Stored records:
☆ ☆ ☆ ☆

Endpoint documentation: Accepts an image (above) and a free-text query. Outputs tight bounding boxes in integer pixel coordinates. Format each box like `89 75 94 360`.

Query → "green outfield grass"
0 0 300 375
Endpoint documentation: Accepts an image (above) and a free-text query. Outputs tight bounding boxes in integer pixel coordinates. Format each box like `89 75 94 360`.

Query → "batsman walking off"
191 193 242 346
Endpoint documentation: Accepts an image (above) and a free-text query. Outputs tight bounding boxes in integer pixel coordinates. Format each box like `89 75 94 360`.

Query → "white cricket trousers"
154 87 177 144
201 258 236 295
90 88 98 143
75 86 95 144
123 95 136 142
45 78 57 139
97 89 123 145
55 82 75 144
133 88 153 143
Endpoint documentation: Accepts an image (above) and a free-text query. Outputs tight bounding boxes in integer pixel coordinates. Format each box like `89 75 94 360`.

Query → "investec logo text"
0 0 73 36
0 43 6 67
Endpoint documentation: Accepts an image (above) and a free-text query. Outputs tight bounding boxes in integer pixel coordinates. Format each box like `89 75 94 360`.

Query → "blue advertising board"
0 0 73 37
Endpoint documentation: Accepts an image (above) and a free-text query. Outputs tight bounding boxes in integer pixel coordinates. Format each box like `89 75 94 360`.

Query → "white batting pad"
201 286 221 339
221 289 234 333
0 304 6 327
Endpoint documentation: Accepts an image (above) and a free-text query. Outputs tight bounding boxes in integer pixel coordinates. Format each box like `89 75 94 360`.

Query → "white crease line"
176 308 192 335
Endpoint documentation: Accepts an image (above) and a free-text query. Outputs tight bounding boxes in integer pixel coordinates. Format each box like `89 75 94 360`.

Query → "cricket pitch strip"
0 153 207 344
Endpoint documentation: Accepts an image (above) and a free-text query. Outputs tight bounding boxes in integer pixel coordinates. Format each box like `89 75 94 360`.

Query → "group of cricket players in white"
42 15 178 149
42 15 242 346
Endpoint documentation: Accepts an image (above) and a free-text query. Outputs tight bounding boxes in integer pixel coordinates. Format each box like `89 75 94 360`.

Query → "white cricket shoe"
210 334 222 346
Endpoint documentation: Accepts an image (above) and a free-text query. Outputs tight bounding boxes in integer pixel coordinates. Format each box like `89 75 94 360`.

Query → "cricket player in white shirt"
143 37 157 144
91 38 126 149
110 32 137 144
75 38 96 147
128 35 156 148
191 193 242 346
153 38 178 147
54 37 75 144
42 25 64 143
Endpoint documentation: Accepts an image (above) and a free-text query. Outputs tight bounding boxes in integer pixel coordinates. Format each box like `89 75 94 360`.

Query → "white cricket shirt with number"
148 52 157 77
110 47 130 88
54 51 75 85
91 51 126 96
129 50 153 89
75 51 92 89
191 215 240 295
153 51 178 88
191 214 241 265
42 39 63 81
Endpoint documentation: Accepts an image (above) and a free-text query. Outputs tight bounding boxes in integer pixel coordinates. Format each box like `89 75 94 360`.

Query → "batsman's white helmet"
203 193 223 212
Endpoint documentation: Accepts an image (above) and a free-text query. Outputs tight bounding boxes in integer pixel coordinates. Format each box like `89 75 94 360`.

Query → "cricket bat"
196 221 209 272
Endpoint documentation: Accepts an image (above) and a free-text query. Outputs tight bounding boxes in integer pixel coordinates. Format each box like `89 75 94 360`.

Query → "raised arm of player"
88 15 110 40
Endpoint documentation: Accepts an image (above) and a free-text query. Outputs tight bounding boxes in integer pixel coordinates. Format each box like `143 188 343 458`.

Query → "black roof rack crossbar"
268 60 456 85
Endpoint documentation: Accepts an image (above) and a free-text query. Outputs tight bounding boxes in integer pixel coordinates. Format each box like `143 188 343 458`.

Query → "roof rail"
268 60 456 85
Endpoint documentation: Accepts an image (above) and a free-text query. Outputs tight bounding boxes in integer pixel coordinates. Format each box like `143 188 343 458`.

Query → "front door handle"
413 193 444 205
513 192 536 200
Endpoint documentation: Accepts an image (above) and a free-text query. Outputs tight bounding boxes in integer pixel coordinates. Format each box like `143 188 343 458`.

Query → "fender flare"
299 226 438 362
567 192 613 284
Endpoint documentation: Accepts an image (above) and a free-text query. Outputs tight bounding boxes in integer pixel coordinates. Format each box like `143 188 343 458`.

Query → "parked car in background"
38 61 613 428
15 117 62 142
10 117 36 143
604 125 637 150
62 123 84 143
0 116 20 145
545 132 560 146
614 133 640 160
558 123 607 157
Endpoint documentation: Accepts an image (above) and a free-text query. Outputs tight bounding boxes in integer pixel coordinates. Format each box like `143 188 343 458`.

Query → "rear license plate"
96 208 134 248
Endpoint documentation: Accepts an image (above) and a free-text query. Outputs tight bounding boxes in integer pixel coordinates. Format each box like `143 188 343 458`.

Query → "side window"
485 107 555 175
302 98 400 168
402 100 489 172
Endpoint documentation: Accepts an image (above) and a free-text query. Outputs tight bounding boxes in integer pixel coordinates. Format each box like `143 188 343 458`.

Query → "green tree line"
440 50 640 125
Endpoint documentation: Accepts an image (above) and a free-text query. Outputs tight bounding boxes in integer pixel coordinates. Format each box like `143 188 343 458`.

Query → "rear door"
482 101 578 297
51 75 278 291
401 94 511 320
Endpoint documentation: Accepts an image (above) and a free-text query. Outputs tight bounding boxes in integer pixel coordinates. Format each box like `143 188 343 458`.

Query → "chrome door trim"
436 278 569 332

☆ ☆ ☆ ☆

Given request:
Rewrite the part of the listing that opens with its first line and closes with the line containing "0 153 207 344", requests included. Raise every bounding box coordinate in the answers by 150, but leave the numbers in the requests and their sample formats unchanged.

Solution to the problem:
Endpoint documentation: Accepts an image (above) and a free-text query. Outputs tight bounding boxes in integer pixel coordinates. Format each box like `89 75 94 360`.

Query → "green outfield grass"
150 150 450 525
Endpoint documentation: Accepts an image (above) and a free-text query. Outputs tight bounding boxes in integer pixel coordinates. Format each box like `89 75 94 360`.

Query → "batsman walking off"
341 343 392 496
Endpoint documentation: Accepts an image (above) and a free-text query. Outputs tight bounding boxes in integer pixel coordinates. Format each box like `89 75 94 360`.

Query → "white cricket trousers"
304 237 327 294
351 408 386 445
240 238 248 293
225 236 245 294
273 245 286 292
195 228 207 289
247 239 273 295
205 232 225 294
283 238 303 293
Endpoint documentation: Accepts an image (above) and a free-text query. Outputs tight bounding boxes in integer pixel coordinates. Format each box like `89 75 94 360`.

Query → "investec logo text"
150 150 223 186
150 193 156 217
Endpoint documentation: Accepts an image (above) and a free-text query. Outputs tight bounding boxes in integer pixel coordinates. Format each box like `89 75 94 360`.

Query → "blue advertising board"
150 150 223 187
Endpoint documentation: Accepts an image (above) and a free-text query. Outputs tight bounding boxes in integer pixel coordinates. Format each box like `89 75 94 360`.

Query → "white batting pad"
351 436 371 489
371 439 384 483
150 454 156 477
Endpoint documentation: Accepts an image (above) and a free-text query. Outputs tight bounding boxes in integer pixel coordinates. Format each box like `89 75 94 360`.

Query → "white crease line"
326 458 342 485
Endpoint documentation: Accepts an image (above) and a free-text query. Outputs tight bounding boxes in integer pixel coordinates. Format each box like `89 75 94 360`.

Query → "cricket pitch strip"
150 303 357 494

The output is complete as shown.